| TASKS TO CARRY OUT |
a - Transcribe the passage of the Mahalanobis grid text that runs from "ArcView will prompt" to "on a corner.".
b - State whether each statement agrees with the Mahalanobis grid text, answering yes or no and quoting the deciding words: (i) Users can generate the mean vector and covariance matrix on the fly from point locations. (ii) The analysis accepts up to 12 input grids. (iii) The "Identify Source for Means and Covariances" window has a fixed size.

| TEXT EXTRACT |
Generating
Mahalanobis Distance Surface Grids:
Mahalanobis surface grids require a set of independent
variable data grids containing continuous numeric
values, a vector of mean values for each independent variable, and a
variance/covariance matrix for the set of independent variables. Users
can use existing mean vector and covariance matrix tables if they have
them available or they can generate them on-the-fly based on point
locations distributed over the independent variable grids. IMPORTANT:
Due to a limitation in ArcView Spatial Analyst, users are limited to a
maximum of 8 input grids in this analysis. This limitation is expected
to be fixed in Spatial Analyst v. 9.
Begin the process by clicking the “Mahalanobis
Distance Surface Grid” button
in the View button bar.
ArcView will prompt you to identify the source of your Mean Vector and
Covariance Matrix. The “Identify Source for Means and Covariances”
window is resizable by dragging on a corner.

Generating
Means and Covariances from point theme:
This option provides a direct way to
generate a landscape surface that describes how similar any point on the
landscape is to a set of sample points distributed across the landscape.

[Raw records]
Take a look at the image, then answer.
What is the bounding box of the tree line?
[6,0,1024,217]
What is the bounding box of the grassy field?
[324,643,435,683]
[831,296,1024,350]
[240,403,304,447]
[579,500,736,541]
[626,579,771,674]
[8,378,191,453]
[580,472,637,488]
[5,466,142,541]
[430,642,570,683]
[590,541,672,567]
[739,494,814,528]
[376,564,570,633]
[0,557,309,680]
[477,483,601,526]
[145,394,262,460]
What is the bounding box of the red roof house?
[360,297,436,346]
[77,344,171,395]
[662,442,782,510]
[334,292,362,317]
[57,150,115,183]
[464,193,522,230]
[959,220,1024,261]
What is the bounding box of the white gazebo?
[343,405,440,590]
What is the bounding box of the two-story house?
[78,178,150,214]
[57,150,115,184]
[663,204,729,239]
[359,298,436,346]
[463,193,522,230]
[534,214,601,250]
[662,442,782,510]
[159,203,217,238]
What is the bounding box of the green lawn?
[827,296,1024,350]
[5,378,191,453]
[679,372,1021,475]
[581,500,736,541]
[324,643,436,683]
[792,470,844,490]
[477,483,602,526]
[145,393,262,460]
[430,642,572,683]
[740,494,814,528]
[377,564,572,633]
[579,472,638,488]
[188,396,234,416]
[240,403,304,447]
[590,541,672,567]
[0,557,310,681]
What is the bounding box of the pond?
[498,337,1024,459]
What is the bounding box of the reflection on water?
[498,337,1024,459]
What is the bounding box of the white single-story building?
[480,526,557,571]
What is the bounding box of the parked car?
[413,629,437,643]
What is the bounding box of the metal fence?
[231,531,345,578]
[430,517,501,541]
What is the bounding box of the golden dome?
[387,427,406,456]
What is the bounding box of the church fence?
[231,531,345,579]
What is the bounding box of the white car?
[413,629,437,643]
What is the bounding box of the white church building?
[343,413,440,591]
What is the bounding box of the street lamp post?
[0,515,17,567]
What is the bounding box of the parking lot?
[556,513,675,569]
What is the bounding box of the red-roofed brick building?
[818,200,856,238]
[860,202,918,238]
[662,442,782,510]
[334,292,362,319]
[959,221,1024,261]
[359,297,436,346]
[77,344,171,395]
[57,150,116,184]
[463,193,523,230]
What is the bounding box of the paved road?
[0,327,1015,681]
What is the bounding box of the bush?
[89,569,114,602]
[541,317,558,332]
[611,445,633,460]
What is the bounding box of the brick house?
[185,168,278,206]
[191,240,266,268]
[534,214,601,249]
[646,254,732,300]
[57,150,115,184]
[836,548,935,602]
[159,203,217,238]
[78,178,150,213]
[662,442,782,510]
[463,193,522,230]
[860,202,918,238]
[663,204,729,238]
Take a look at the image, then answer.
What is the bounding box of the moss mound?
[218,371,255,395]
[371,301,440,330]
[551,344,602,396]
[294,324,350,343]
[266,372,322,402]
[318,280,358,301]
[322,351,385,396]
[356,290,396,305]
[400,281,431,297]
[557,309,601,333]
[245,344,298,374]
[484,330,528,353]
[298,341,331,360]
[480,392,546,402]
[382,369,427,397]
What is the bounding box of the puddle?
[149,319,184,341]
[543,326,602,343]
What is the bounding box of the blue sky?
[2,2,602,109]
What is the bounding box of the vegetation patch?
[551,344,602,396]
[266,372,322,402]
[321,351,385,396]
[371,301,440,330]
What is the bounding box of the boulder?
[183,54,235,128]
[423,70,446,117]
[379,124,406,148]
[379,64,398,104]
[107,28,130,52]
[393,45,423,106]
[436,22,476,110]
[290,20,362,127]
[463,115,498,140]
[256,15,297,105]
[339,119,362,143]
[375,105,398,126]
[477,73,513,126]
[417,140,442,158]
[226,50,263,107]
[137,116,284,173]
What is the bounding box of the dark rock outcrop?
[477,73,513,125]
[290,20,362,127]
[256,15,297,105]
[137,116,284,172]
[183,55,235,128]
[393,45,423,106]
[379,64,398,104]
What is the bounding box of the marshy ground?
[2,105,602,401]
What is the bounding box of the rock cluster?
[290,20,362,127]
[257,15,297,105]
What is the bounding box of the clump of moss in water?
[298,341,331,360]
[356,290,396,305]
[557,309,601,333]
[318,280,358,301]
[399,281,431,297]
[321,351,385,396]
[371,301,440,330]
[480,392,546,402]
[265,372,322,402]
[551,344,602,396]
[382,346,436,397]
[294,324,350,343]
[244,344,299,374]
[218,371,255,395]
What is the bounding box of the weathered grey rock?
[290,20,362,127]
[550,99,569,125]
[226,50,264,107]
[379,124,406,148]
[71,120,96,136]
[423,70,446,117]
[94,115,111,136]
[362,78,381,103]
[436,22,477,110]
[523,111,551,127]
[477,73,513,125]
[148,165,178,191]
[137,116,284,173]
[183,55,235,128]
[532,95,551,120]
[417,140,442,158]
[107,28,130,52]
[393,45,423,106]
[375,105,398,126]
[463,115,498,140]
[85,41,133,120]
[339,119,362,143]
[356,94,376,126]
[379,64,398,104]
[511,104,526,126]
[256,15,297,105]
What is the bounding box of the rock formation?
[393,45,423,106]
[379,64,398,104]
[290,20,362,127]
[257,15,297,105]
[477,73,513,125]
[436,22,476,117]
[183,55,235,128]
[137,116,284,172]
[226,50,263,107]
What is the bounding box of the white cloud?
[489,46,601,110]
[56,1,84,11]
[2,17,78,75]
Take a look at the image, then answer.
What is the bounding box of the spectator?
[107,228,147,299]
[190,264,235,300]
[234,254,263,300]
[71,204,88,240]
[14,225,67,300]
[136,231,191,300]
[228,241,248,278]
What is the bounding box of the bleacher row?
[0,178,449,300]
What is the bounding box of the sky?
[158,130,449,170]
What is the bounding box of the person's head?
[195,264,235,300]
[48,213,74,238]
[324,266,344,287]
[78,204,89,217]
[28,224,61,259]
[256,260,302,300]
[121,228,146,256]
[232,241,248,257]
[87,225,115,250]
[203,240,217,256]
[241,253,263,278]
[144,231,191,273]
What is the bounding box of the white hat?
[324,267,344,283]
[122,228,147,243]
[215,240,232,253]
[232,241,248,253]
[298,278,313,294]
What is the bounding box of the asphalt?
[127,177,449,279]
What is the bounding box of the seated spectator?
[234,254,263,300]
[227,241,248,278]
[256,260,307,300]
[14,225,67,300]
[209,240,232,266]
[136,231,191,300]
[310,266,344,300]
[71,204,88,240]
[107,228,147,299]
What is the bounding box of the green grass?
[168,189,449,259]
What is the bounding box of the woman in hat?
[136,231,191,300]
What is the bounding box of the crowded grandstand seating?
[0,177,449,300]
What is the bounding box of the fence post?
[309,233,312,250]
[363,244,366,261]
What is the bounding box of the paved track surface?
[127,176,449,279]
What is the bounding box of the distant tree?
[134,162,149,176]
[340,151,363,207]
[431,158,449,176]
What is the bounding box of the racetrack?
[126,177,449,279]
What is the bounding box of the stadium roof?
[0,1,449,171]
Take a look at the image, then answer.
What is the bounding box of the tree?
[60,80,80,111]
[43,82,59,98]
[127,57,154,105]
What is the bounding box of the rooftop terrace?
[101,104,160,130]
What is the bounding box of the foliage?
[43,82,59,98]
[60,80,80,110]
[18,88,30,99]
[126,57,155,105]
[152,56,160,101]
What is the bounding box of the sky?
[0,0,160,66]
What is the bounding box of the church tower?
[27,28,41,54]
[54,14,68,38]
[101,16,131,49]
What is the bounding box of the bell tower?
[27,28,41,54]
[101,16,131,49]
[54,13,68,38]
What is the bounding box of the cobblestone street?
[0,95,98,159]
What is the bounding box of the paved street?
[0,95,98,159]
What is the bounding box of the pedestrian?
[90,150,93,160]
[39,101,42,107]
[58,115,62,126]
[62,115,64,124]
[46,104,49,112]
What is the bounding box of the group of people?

| RESPONSES |
a -
ArcView will prompt you to identify the source of your Mean Vector and
Covariance Matrix. The “Identify Source for Means and Covariances”
window is resizable by dragging on a corner.

b -
(i) Yes: "they can generate them on-the-fly based on point locations distributed over the independent variable grids."
(ii) No: "users are limited to a maximum of 8 input grids in this analysis."
(iii) No: "window is resizable by dragging on a corner."